(Named object pointing entries)
━━━━━━━━━━━━━━━━

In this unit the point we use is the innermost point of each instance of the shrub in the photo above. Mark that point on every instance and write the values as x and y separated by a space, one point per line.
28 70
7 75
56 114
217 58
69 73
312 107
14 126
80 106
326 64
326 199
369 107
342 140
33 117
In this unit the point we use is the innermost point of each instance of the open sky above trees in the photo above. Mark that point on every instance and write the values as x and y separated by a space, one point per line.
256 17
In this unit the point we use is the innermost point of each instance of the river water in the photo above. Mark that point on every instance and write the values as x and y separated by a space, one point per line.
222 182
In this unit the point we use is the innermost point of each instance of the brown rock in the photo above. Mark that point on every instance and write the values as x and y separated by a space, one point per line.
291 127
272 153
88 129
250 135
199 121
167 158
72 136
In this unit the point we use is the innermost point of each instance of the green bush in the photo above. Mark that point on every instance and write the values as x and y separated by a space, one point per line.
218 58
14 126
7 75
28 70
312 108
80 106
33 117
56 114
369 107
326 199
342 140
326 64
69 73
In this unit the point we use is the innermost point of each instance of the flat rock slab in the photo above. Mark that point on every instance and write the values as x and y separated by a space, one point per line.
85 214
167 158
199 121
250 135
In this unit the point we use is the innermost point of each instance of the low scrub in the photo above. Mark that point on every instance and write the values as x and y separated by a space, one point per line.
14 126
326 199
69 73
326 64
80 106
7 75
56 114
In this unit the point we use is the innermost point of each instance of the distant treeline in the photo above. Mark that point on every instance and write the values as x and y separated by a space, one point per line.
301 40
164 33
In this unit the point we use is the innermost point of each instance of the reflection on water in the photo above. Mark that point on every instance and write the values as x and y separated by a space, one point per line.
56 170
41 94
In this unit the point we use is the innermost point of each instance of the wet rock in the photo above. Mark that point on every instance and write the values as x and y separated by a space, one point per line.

━━━━━━━━━━━━━━━━

=== SHORT TASK ===
Write the listing out again, exactly as shown above.

=== WORKED SOLUTION ===
In this unit the point we use is the innermost point of each instance of the shrub in the photo above. Mark that point on every instance and write the values as x and y separated by a space, one point per line.
28 70
7 75
56 114
217 58
69 73
312 107
14 126
80 106
326 64
326 199
369 107
342 140
33 117
In this unit the point we use is the innermost point of each instance of the open sky above trees in the photo above. Mark that point on every instance and write the values as x and y separated by a space, one point per line.
256 17
In this unit the point we use is the innermost point of each instance of the river water in the photo above. Mark that point on every instance and write the values as x and y separated by a space, one point per line.
222 182
In this unit the point we use is the innermost point of each instance of the brown rock in the photo above. Mark that point on every instance and write the values as x and y separated by a space, one point per line.
291 127
272 153
88 129
250 135
199 121
167 158
72 136
In this unit the point we use is the innermost point of each instance of the green bush in the photo above. Mark that point on every instance and write the values as x and y separated by a space, one point per line.
218 58
14 126
7 75
28 70
312 108
80 106
33 117
56 114
369 107
326 199
342 140
326 64
69 73
In this unit the point we use is the innermost point of each instance of the flat rock slab in the photo above. Mark that point on every instance and write the values as x and y separated by a space, one point per line.
85 214
167 158
199 121
250 135
In this unit the point we use is the innermost point of each instance of the low scrub in the photo above. Mark that point on every instance and write the values as x and y separated by a space, one point per line.
14 126
326 199
69 73
326 64
80 106
7 75
56 114
In this unit the point we use is the innermost point of each instance of the distant treeline in the photo above. Mark that point on every instance and write the values as x and y separated by a space, one point per line.
301 40
164 33
In this unit the point we use is the innermost point of each instance of the reflection on water in the photo above. Mark that point on every instance and write the values as x and y separated by a space, one point per line.
56 170
41 94
In this unit the point we use is the innermost point of each instance of the wet rock in the photo above. Mark that point on every instance and write the values as x and y separated by a space, one point per line.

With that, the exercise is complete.